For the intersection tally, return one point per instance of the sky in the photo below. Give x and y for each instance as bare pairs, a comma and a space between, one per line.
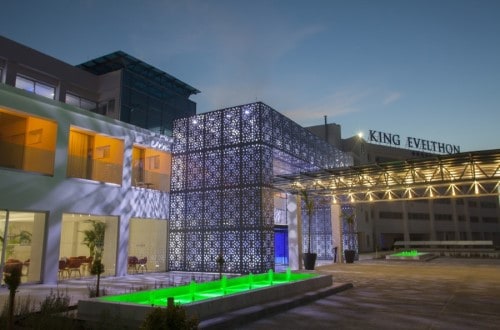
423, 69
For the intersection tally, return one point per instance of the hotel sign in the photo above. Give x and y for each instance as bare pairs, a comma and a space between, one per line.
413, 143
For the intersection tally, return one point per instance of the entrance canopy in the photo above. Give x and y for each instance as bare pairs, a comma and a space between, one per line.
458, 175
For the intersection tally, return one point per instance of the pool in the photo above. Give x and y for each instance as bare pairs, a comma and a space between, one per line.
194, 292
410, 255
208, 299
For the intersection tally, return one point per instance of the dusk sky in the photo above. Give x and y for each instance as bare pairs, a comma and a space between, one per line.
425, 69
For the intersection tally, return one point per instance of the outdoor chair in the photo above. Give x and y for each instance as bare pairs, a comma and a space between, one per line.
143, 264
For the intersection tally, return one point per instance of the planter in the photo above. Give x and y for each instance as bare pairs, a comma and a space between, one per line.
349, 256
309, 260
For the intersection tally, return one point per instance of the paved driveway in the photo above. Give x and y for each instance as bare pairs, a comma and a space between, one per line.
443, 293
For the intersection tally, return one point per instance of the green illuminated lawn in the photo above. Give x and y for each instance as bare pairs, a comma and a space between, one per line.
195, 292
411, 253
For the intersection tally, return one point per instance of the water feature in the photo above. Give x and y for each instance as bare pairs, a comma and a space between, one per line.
______________________________
▶ Work order:
Exactly and only the lines from the line containing "of the green" through the final line of the records above must be returned.

▶ Answer space:
For the intersection tally, return one point per instance of the green illuminated lawn in the photo above. Give x and y for each instance as bare pairs, a comma and a space between, one per line.
195, 292
411, 253
For the intersection tally, return one point per instance of the water feature in the photo above. Give x and y for each instance as bare pairs, a comma and a space between, one per line.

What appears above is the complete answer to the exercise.